Goal of the exercise
Pull every line from the records below and reproduce each one unchanged, in the same order.

Data for this exercise
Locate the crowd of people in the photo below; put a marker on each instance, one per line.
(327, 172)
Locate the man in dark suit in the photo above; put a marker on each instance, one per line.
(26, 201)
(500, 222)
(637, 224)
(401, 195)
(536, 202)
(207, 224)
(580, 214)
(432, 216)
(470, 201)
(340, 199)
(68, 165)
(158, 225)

Task solution
Locate the crowd of people in the photo below; put a marker on each instance, one per line.
(327, 172)
Locate the man in dark suit in the photo above; put a marker on each instance, one per line.
(26, 201)
(500, 222)
(637, 224)
(401, 195)
(536, 202)
(207, 224)
(580, 214)
(432, 216)
(470, 201)
(340, 199)
(68, 165)
(158, 225)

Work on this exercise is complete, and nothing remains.